THE TASK — Check each line below for "from" and report how many have it, nothing else.

AVAILABLE DATA —
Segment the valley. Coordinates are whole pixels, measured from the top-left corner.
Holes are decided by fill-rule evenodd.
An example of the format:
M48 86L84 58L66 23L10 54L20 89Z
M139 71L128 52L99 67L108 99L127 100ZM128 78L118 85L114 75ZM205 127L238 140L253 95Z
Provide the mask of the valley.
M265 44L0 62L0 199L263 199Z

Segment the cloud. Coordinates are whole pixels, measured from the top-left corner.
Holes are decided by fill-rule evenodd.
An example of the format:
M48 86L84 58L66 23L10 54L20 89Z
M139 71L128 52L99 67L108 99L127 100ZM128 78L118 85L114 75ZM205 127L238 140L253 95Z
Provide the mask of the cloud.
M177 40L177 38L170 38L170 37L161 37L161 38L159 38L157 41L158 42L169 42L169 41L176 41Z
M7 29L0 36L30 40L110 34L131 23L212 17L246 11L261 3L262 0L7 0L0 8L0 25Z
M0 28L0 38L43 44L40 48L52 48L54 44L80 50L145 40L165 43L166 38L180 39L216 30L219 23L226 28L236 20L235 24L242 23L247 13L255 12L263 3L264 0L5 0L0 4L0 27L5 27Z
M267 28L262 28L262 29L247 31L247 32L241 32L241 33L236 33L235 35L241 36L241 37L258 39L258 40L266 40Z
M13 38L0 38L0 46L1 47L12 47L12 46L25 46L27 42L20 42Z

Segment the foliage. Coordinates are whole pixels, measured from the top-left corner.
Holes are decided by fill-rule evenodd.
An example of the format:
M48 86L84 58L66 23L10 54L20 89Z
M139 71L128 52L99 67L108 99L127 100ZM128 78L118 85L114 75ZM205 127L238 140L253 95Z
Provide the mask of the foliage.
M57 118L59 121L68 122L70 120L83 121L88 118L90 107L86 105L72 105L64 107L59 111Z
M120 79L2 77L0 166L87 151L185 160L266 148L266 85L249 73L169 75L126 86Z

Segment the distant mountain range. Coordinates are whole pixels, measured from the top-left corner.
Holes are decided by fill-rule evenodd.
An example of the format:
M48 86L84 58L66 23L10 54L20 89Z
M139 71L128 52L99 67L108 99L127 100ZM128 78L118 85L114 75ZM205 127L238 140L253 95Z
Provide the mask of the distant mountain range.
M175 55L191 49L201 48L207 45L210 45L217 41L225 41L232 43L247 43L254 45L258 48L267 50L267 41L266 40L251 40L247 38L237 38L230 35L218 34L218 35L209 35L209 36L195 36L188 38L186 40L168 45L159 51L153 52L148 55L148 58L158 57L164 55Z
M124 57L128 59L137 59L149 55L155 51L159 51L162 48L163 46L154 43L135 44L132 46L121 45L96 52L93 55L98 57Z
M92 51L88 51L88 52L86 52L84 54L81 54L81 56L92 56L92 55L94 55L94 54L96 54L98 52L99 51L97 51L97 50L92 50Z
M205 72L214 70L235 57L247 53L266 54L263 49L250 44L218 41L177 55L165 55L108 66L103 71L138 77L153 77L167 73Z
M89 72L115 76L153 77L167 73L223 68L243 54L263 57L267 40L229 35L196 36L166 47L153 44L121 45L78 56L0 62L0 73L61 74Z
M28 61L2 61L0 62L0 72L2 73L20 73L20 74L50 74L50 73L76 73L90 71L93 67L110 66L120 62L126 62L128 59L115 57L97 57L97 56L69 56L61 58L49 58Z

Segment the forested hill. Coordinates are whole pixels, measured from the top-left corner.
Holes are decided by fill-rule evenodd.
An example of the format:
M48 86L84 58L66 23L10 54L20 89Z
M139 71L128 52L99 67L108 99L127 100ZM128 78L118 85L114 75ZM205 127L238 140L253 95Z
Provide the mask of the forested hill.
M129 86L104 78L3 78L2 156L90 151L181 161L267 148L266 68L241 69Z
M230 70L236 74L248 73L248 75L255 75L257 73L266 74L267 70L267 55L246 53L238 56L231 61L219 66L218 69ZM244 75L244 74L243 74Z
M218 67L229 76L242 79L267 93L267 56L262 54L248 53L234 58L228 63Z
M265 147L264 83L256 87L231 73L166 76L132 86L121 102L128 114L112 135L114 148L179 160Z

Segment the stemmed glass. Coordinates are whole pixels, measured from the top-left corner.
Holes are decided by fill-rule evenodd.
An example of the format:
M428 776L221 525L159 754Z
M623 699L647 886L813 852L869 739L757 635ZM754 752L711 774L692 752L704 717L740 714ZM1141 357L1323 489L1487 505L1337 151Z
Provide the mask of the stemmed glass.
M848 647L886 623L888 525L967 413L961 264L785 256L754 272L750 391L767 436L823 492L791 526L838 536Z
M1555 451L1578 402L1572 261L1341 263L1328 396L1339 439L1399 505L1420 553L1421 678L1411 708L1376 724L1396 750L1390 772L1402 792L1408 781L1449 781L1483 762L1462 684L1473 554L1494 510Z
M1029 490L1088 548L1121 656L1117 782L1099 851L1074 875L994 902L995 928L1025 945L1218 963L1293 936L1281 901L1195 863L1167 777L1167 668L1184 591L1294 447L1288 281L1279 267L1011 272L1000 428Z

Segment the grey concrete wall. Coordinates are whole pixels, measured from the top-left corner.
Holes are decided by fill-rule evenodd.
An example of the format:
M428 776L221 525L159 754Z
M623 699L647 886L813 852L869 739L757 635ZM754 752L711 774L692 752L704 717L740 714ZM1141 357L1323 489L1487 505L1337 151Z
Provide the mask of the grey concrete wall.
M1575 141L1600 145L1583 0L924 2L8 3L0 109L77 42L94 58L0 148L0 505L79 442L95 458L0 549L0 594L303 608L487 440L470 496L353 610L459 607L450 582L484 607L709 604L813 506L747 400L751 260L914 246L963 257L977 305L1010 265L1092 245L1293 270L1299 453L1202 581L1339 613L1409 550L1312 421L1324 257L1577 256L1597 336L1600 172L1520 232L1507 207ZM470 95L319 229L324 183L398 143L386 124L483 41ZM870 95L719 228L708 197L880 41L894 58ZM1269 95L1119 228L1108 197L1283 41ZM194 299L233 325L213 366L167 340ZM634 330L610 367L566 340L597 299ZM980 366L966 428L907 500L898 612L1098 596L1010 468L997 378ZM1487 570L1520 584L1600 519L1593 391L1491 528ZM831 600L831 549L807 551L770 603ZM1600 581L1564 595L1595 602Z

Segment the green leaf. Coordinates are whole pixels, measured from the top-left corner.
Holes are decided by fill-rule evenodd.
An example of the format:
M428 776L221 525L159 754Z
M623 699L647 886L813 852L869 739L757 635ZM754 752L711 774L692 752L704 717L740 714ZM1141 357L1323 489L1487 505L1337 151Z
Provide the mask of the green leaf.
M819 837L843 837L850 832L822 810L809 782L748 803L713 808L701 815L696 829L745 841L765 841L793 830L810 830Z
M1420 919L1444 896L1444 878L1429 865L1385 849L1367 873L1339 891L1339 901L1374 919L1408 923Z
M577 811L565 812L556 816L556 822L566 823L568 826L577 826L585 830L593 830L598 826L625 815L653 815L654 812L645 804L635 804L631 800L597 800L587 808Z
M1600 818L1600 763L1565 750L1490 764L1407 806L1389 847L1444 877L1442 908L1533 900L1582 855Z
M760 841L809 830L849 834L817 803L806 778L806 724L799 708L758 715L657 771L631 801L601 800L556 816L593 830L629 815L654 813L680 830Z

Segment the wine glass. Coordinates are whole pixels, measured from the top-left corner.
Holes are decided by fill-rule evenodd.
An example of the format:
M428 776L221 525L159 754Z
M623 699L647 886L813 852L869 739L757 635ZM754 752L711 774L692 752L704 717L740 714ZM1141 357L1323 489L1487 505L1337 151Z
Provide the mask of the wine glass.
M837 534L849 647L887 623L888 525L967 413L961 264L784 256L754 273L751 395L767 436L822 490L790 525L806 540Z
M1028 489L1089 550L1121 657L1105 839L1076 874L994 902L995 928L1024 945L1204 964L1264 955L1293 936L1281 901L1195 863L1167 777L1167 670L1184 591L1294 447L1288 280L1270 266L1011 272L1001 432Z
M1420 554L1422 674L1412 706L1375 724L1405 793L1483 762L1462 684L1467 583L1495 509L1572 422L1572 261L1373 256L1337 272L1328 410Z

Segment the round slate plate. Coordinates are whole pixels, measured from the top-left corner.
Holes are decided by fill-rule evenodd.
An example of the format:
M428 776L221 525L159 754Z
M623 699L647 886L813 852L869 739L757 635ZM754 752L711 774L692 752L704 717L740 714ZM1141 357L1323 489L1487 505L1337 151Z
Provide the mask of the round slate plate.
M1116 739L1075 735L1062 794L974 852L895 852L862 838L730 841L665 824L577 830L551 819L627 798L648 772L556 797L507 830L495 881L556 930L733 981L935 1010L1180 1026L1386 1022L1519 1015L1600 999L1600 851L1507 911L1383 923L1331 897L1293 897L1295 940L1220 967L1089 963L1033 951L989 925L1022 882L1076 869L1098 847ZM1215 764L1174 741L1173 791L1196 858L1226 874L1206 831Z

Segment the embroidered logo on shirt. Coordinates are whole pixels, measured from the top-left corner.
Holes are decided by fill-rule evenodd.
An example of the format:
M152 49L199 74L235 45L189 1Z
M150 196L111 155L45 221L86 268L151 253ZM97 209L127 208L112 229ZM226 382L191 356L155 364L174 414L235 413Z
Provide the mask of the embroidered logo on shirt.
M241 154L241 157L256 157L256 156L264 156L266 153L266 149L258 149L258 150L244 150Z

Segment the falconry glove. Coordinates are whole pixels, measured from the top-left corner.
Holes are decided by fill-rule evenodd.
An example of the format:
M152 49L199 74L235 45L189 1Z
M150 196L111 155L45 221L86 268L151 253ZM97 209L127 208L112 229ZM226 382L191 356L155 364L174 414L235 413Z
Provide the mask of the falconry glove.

WRITTEN REPLY — 12